§ **Stored data**:

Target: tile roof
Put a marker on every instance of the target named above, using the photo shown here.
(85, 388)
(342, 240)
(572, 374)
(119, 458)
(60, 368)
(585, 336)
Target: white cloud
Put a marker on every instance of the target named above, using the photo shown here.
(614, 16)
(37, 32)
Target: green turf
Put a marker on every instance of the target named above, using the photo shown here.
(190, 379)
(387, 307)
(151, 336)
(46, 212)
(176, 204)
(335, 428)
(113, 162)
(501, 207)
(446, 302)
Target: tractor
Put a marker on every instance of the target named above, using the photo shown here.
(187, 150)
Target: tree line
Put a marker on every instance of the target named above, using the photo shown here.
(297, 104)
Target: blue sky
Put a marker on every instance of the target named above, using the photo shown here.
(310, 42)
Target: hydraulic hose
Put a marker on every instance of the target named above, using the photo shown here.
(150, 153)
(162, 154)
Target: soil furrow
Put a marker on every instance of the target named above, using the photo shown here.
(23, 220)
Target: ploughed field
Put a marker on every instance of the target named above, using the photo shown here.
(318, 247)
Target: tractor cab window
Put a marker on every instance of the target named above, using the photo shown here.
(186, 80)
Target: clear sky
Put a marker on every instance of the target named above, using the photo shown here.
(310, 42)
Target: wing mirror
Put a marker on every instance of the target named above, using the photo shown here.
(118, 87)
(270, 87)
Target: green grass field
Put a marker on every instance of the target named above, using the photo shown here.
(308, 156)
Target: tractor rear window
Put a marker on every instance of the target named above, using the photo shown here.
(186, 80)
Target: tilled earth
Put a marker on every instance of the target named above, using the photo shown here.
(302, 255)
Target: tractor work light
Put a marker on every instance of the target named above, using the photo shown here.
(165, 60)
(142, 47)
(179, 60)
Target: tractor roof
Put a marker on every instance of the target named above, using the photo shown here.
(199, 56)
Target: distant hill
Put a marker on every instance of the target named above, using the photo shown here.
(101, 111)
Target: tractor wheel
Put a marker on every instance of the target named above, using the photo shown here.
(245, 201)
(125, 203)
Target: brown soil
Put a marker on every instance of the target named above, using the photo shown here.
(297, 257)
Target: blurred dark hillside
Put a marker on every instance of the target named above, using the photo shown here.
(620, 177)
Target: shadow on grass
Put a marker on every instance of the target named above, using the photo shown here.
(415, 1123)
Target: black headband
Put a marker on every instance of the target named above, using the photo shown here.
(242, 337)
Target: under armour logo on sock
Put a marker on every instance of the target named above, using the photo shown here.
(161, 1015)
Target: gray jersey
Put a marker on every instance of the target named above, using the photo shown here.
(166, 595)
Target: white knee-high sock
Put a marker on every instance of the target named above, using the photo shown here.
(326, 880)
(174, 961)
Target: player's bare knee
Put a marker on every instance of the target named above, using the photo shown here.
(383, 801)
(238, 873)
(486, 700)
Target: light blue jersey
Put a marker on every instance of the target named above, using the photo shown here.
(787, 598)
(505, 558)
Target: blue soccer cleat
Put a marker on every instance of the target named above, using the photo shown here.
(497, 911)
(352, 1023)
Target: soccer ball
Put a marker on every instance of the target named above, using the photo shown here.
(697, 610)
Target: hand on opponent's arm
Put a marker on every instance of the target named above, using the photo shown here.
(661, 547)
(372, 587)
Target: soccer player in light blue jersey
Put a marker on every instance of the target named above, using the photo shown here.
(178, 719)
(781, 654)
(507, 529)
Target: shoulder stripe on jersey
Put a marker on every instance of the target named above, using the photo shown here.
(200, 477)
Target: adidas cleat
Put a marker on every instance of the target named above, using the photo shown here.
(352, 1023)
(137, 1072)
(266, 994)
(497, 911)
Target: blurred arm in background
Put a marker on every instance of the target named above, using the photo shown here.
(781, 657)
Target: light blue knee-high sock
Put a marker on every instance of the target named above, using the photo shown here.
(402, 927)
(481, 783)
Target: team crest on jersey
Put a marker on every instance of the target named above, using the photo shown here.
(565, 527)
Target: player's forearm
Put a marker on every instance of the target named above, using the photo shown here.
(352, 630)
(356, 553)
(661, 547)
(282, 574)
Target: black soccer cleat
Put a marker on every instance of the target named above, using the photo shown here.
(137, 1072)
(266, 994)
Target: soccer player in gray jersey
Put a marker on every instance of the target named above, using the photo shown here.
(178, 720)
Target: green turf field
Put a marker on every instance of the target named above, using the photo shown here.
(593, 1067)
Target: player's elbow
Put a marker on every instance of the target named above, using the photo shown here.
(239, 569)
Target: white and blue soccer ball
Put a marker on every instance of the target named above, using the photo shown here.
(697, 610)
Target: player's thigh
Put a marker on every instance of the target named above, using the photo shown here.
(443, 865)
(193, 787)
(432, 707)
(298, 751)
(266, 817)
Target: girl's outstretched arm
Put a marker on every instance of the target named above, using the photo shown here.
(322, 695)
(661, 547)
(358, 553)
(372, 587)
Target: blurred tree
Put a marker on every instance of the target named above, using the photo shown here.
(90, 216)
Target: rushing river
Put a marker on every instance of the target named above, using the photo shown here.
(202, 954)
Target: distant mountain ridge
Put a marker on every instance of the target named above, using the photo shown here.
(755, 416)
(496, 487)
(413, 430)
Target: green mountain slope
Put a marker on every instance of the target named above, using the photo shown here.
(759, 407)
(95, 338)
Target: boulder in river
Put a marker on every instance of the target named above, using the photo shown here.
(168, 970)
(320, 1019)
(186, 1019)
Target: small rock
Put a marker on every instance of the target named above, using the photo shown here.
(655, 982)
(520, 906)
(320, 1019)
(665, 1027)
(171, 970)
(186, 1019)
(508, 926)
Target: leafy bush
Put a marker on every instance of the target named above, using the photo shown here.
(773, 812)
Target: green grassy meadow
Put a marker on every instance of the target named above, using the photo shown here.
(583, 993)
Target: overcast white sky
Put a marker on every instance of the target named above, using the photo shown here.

§ **Task to complete**:
Render every line of the material above as a numbered list, one line per entry, omitting any blank lines.

§ **Exercise solution**:
1. Target: tile roof
2. Put a marker on every instance of the target named above, using the photo shown here.
3. (85, 388)
4. (342, 240)
5. (572, 374)
6. (119, 458)
7. (60, 368)
8. (585, 336)
9. Target: white cloud
10. Put a marker on every instance of the target named above, using the photo shown here.
11. (614, 16)
12. (37, 32)
13. Target: green turf
14. Put a marker on every instance of the target named above, using the photo shown here.
15. (190, 379)
16. (387, 307)
17. (151, 336)
18. (46, 212)
19. (176, 204)
20. (335, 428)
21. (113, 162)
22. (501, 207)
23. (446, 302)
24. Target: tractor
25. Put a marker on every instance of the target named above, using the photo shown here.
26. (187, 150)
27. Target: tree line
28. Put a marker on every instance of the target named above, using the photo shown here.
29. (297, 104)
30. Target: blue sky
31. Put a marker on every instance of the target named above, using the photo shown here.
32. (310, 42)
33. Target: hydraulic hose
34. Put a marker on every instance of the target named above, using the photo shown here.
35. (150, 153)
36. (162, 154)
37. Target: soil furrow
38. Put a marker on every instance of the target named above, using the photo shown here.
39. (23, 220)
40. Target: ploughed field
41. Put a marker on every instance of the target named above, using the photo shown here.
42. (318, 247)
43. Target: tractor cab window
44. Put a marker on every instance of the target named above, using the photo shown here.
45. (186, 80)
46. Target: clear sky
47. Put a marker on every instance of the target named above, using the photo shown here.
48. (310, 42)
49. Target: wing mirror
50. Put a marker on every instance of the target named above, using the photo shown here.
51. (118, 87)
52. (270, 87)
53. Target: green grass field
54. Put a marker on every instance of the target named above, using the photo shown here.
55. (308, 156)
56. Target: tractor rear window
57. Put a marker on every instance of the target named above, using the photo shown here.
58. (186, 80)
59. Target: tilled earth
60. Put a marker on every instance of the target named above, using the photo shown here.
61. (302, 255)
62. Target: tractor work light
63. Put a marker on every instance of the target named above, using the photo shown here.
64. (165, 60)
65. (142, 47)
66. (179, 60)
67. Target: tractor roof
68. Put a marker on every instance of the target named above, using the photo shown here.
69. (199, 56)
70. Target: distant hill
71. Put a marker on every instance of the target named above, using the photo shown here.
72. (101, 111)
73. Target: tractor wheel
74. Put a marker on every instance of the target named above, using the photo shown here.
75. (245, 201)
76. (125, 203)
77. Target: brown soil
78. Put a marker on every instance of the target named above, using the photo shown here.
79. (297, 257)
80. Target: blurred dark hillside
81. Put a marker on every instance of the target named above, using the photo shown here.
82. (620, 177)
83. Target: shadow on grass
84. Put a marker on every instance of the target named above, using the photo shown here.
85. (415, 1123)
86. Target: black headband
87. Put a marker on every instance of the target named above, using the photo shown here.
88. (242, 337)
89. Target: under armour logo on sock
90. Put a marker on every instance of the target named above, using the photo shown here.
91. (161, 1015)
92. Target: gray jersey
93. Put a marker on every instance of the target named above, using the photo shown here.
94. (166, 595)
95. Target: white knee-high sock
96. Put a marker on every instance of the target named above, using the photo shown here.
97. (326, 880)
98. (174, 961)
99. Target: player's bare knee
100. Put a marker on every instance of the target named above, using the photo shown here.
101. (383, 801)
102. (238, 873)
103. (486, 700)
104. Target: light blue jersey
105. Put a marker on every instance of the target named above, using the photo shown here.
106. (787, 598)
107. (505, 558)
108. Target: blue soccer cleat
109. Put a marker on every instance of the target named above, using the photo shown here.
110. (497, 911)
111. (352, 1023)
112. Target: soccer ball
113. Put a marker on every instance of the target named above, using the photo shown here.
114. (697, 610)
115. Target: hand on opponent's arm
116. Put a marker on every instance of the target named above, using the photo shown here.
117. (661, 547)
118. (372, 587)
119. Target: soccer player in light blue jersey
120. Put a marker on every instance of the target named above, using the photo shown here.
121. (178, 719)
122. (781, 654)
123. (507, 529)
124. Target: shoulder stripe on jersey
125. Put a marker on every instance of the target named above, using the photo shown here.
126. (200, 477)
127. Target: adidas cleat
128. Put a marker on every instance of the target named above, using the photo shown here.
129. (352, 1023)
130. (137, 1072)
131. (266, 994)
132. (497, 911)
133. Target: blurred arm in background
134. Put a marker on every instance of the target named above, using the photo shown here.
135. (781, 657)
136. Target: light blue knee-high sock
137. Put a marker on every instance of the target named above, using the photo shown here.
138. (402, 927)
139. (481, 783)
140. Target: team crest on jersey
141. Put a marker on every instance of the target named above, using the photo shown here.
142. (565, 527)
143. Target: player's forearm
144. Put a marker on every instance of the target named above, using the photo shown here.
145. (352, 630)
146. (356, 553)
147. (661, 547)
148. (282, 574)
149. Target: black soccer cleat
150. Put a marker on every instance of the target named above, using the photo shown here.
151. (137, 1072)
152. (266, 994)
153. Target: soccer player in gray jersey
154. Put a marker on every instance of the target named above, using the photo shown here.
155. (178, 720)
156. Target: green turf field
157. Put a marker on every instance of the target named above, using the photo shown here.
158. (593, 1067)
159. Target: player's elbow
160. Put a marker on every instance of the target named above, using the photo shown here.
161. (239, 569)
162. Target: white and blue soccer ball
163. Put a marker on every instance of the target named above, using the photo shown here.
164. (697, 610)
165. Target: player's thigh
166. Put a marker on every instance of the target named above, using the photo shown here.
167. (443, 865)
168. (193, 787)
169. (432, 707)
170. (298, 751)
171. (266, 817)
172. Target: girl's outstretched arm
173. Put a marker on every instance of the target named above, using the photo shown here.
174. (322, 695)
175. (661, 547)
176. (358, 553)
177. (372, 587)
178. Target: blurred tree
179. Put a marker on every instance of the target named above, using the photo shown here.
180. (90, 216)
181. Target: rushing river
182. Put a marker on every instance of the target named above, using the photo shown here.
183. (202, 954)
184. Target: distant mountain ridge
185. Put a marker on every instance of the target named above, using the photo shown here.
186. (755, 416)
187. (496, 487)
188. (413, 430)
189. Target: green mountain slope
190. Put a marker on every instance of the target named above, using the photo shown here.
191. (759, 407)
192. (95, 338)
193. Target: boulder in river
194. Put a marker on every instance of the target named above, using the photo shown here.
195. (168, 970)
196. (320, 1019)
197. (186, 1019)
198. Target: small rock
199. Put a marker on every instance of the target named above, using the photo shown here.
200. (655, 982)
201. (520, 906)
202. (320, 1019)
203. (665, 1027)
204. (171, 970)
205. (186, 1019)
206. (508, 926)
207. Target: leafy bush
208. Put a marker on every instance of the target named above, using the photo shown here.
209. (773, 812)
210. Target: green grassy meadow
211. Put a marker on every instance of the target named above, using the photo shown here.
212. (583, 993)
213. Target: overcast white sky
214. Put a marker on every instance of the target named above, using the photo shown here.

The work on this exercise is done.